STATED TASK:
Copy each of the entries below faithfully, setting aside any pictures.

⁂

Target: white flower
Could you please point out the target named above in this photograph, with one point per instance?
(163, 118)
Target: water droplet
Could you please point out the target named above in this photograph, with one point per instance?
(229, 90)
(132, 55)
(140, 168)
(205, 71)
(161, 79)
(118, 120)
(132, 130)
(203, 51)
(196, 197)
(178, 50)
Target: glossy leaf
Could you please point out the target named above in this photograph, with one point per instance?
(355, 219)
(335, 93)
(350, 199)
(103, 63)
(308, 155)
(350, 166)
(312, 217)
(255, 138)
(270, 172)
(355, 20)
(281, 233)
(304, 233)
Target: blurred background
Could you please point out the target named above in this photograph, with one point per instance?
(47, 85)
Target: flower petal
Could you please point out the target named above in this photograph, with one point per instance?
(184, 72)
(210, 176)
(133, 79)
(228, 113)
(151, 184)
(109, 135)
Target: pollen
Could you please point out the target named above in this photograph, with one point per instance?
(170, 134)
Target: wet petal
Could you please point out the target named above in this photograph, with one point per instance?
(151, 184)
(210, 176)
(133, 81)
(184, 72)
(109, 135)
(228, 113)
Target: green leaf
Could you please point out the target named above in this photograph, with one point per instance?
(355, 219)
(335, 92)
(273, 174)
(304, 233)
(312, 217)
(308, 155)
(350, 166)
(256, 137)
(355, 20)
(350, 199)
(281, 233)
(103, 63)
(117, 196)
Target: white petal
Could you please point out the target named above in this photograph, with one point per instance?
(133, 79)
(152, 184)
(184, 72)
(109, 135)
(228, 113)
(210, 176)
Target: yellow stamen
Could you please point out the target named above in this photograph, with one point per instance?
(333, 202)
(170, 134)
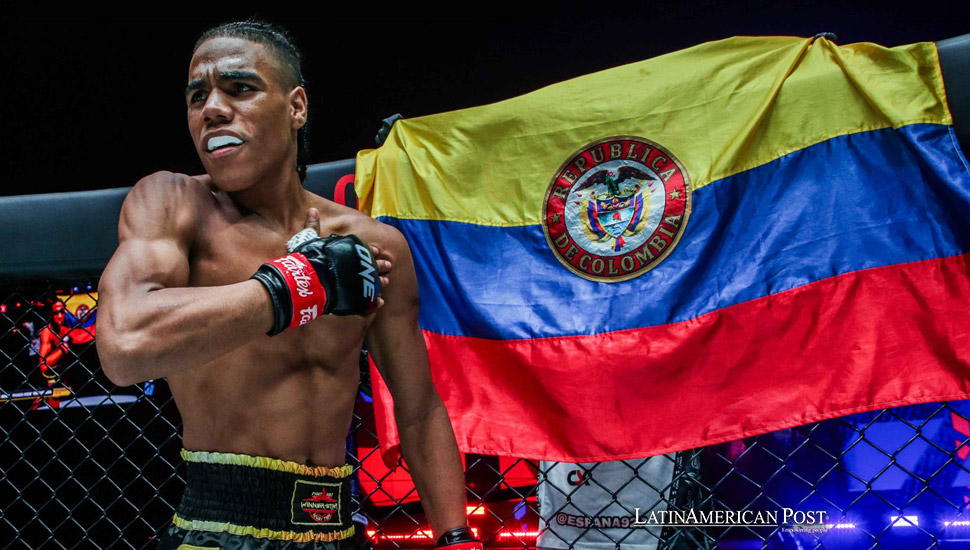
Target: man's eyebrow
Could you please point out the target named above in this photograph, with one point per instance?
(228, 75)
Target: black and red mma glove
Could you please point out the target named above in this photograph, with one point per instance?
(459, 538)
(336, 275)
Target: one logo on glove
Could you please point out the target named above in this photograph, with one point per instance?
(316, 503)
(368, 273)
(616, 208)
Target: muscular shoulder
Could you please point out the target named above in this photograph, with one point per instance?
(344, 221)
(165, 205)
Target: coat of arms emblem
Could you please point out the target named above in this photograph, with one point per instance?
(616, 208)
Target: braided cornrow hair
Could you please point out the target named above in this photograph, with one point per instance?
(281, 44)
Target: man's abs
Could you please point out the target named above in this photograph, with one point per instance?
(289, 397)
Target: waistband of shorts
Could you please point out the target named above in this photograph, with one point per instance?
(265, 498)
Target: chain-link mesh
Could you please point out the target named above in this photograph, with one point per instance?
(87, 464)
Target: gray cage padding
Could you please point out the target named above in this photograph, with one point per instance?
(70, 236)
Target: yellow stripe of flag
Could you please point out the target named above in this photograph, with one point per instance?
(721, 108)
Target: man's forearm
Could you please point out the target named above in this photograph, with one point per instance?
(428, 446)
(161, 332)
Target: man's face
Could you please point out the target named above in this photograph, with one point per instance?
(242, 117)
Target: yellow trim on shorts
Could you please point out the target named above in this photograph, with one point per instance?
(267, 463)
(242, 530)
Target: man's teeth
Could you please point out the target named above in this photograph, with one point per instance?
(222, 141)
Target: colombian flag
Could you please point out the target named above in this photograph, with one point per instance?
(736, 238)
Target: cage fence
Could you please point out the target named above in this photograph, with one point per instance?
(86, 464)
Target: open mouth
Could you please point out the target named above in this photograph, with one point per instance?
(222, 142)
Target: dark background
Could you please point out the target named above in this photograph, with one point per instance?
(94, 100)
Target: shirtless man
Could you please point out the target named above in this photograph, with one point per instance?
(265, 417)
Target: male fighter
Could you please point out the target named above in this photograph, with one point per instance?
(262, 354)
(54, 343)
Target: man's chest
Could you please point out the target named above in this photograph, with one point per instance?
(231, 253)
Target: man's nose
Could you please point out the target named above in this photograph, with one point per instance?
(216, 107)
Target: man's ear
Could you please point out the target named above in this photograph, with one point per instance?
(298, 107)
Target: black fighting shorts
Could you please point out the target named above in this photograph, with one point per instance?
(235, 501)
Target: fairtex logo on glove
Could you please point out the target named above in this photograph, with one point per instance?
(297, 269)
(309, 293)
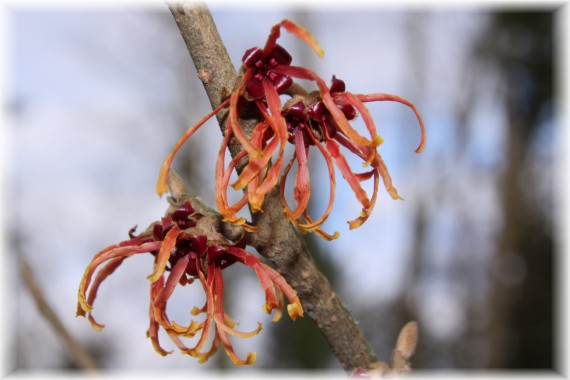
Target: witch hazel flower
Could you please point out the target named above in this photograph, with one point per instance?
(322, 119)
(263, 77)
(313, 122)
(184, 252)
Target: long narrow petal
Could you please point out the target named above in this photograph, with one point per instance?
(295, 309)
(313, 225)
(233, 118)
(395, 98)
(164, 254)
(333, 148)
(165, 168)
(274, 103)
(366, 117)
(218, 288)
(302, 190)
(366, 211)
(104, 255)
(105, 272)
(295, 29)
(152, 331)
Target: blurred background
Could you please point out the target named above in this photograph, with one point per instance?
(97, 97)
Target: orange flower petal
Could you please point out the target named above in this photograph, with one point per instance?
(165, 168)
(164, 254)
(395, 98)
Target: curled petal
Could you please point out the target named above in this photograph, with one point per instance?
(395, 98)
(104, 255)
(233, 124)
(347, 173)
(295, 29)
(302, 190)
(165, 169)
(164, 254)
(106, 271)
(295, 309)
(152, 331)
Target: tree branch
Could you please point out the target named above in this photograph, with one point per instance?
(276, 239)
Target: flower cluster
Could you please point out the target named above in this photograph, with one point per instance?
(320, 119)
(181, 248)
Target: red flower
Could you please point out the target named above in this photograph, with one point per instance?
(180, 248)
(321, 119)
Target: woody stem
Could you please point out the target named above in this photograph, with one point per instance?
(276, 239)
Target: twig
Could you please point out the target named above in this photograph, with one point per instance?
(82, 357)
(276, 239)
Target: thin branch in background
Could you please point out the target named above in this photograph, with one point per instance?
(81, 356)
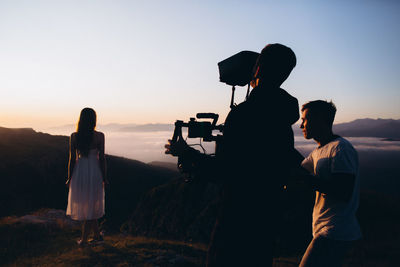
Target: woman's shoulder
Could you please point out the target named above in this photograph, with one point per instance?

⁂

OUTPUT BELOW:
Target: white flower
Could you please point out the target named above in this photograph, with one point per instance?
(163, 118)
Target: water droplet
Could you please point out the target named above in this photograph, with one point per instance?
(229, 90)
(132, 55)
(140, 168)
(205, 71)
(161, 79)
(118, 120)
(132, 130)
(203, 51)
(196, 197)
(178, 50)
Target: glossy leaf
Could you please point out the target named above in this photograph, with one point per instance?
(355, 219)
(335, 93)
(350, 199)
(103, 63)
(308, 155)
(350, 166)
(312, 217)
(255, 138)
(270, 172)
(355, 20)
(281, 233)
(304, 233)
Target: blurred background
Could you please point out the target named above in this photograph, with one point per instance?
(47, 85)
Target: flower petal
Could you please point out the target named above in this photograph, with one point per instance?
(184, 72)
(210, 176)
(133, 79)
(228, 113)
(151, 184)
(109, 135)
Target: pollen
Could you please point out the target named above in this photograph, with one point per instance?
(170, 134)
Target: wet petal
Could you please point out the target named above in this photograph, with one point per instance?
(151, 184)
(210, 176)
(133, 81)
(184, 72)
(109, 135)
(228, 113)
Target: green leaf
Could you please point out the target named above in this photograph, with one point per instance?
(355, 219)
(335, 92)
(273, 174)
(304, 233)
(312, 217)
(308, 155)
(350, 166)
(256, 137)
(355, 20)
(350, 199)
(281, 233)
(103, 63)
(117, 196)
Target: white petal
Could you please point out the target named above in this photograph, with one point per instance?
(133, 79)
(152, 184)
(184, 72)
(109, 135)
(228, 113)
(210, 176)
Target: yellow stamen
Could you please point out the target named above in this photograph, with one point per instance?
(333, 202)
(170, 134)
Target: man's eyebrow
Could you please point out the target named above in this photograph, with one point per instance?
(228, 75)
Target: black and red mma glove
Could you please point out the target named above in this photograph, with one point per instance?
(459, 538)
(336, 275)
Target: one logo on glove
Could you please point out the target named above in this photograph, with one point per instance?
(316, 503)
(368, 273)
(616, 208)
Target: muscular shoulder
Could you please point out the target named above in this photograph, with one point per instance?
(344, 221)
(165, 205)
Target: coat of arms emblem
Could you please point out the target named above in this photograph, with one point per instance?
(616, 208)
Target: braided cornrow hair
Could you please point out the target named above in this photograph, with one point per instance?
(281, 44)
Target: man's abs
Could you please point out the target named above in this photograph, with one point per instance?
(289, 397)
Target: waistband of shorts
Could you please point out the target named above in this photograph, with one point per instance?
(265, 498)
Target: chain-link mesh
Could you please point out the target named above in this photograph, with one point per instance?
(87, 464)
Target: gray cage padding
Could you please point out the target named above in this photograph, with one point per instance?
(70, 236)
Target: yellow stripe of flag
Could you please point out the target named above in this photograph, with one point per instance?
(721, 108)
Target: man's forearm
Could you please point out the target named above in this photograph, with one point per instance?
(428, 446)
(161, 332)
Target: man's face
Could you please point out the target named above in this photograph, with one point per instance?
(242, 117)
Target: yellow trim on shorts
Could you please point out the target named above in this photograph, with one point per instance?
(267, 463)
(242, 530)
Target: man's teeth
Could you please point out the target named above in this photograph, with one point per instance?
(222, 141)
Target: colombian flag
Could you please point out the target named above in this photograph, with one point per instance?
(736, 238)
Target: cage fence
Could you please point out the target named above in this photograph, with one point per instance?
(86, 464)
Target: open mouth
Could you please point out the target named above in this photograph, with one point per instance?
(222, 142)
Target: dark background
Could you please point out the target named above in this photograph, with one point per instance?
(94, 100)
Target: shirtless man
Could you please point out the target named above in this photograph, with one point per instance?
(265, 417)
Target: male fighter
Could you please point out the target named above in this photograph, with one point per instance?
(262, 354)
(54, 343)
Target: man's chest
Could you please point out the target named above in this photograph, with one point per instance?
(231, 253)
Target: man's nose
Could you please point out the target named above in this photograph, with one point per instance?
(216, 107)
Target: man's ear
Could you please point out the target named above in this photograph, with one point per instance?
(298, 107)
Target: black fighting shorts
Could you please point out the target named above in this photograph, with one point per instance?
(235, 501)
Target: fairtex logo on glove
Could you please point out the target named above in this photograph, with one point per instance?
(297, 269)
(309, 293)
Target: witch hazel flower
Could you please point out the target named above in this photograph, with one point per instance?
(322, 119)
(263, 77)
(313, 122)
(184, 252)
Target: long narrow petal
Could you please point out the target named above in this photograph, with one point per instance?
(295, 309)
(313, 225)
(233, 118)
(395, 98)
(164, 254)
(333, 148)
(165, 168)
(274, 103)
(366, 117)
(218, 288)
(302, 190)
(366, 211)
(104, 255)
(105, 272)
(295, 29)
(152, 331)
Target: blurred background
Could you please point out the target named above in this photograph, with one point per instance?
(97, 97)
Target: orange flower petal
Could you please point out the target named above in this photograph, with one point per instance?
(165, 168)
(164, 254)
(395, 98)
Target: curled petal
Could you please point out the target named above in this photograph, with one point per instance?
(395, 98)
(104, 255)
(233, 124)
(347, 173)
(295, 29)
(302, 190)
(165, 169)
(164, 254)
(106, 271)
(295, 309)
(152, 331)
Target: tree branch
Could you please point out the target named above in this photograph, with one point per instance?
(276, 239)
Target: flower cluster
Could you please point out the target named above in this photograph, with one point per instance?
(320, 119)
(181, 248)
Target: red flower
Could you please point out the target named above in this photograph, with one point per instance?
(180, 248)
(321, 119)
Target: woody stem
Could you please point out the target named above in this photograph, with one point per instance?
(276, 239)
Target: twig
Could you please point out the target named above in this photograph, with one point per instance?
(82, 357)
(276, 239)
Target: thin branch in background
Could you please point out the target named above in this photograph, with one point per instance?
(81, 356)
Target: woman's shoulder
Could you please point out the target named above in this photograph, with one point per instance?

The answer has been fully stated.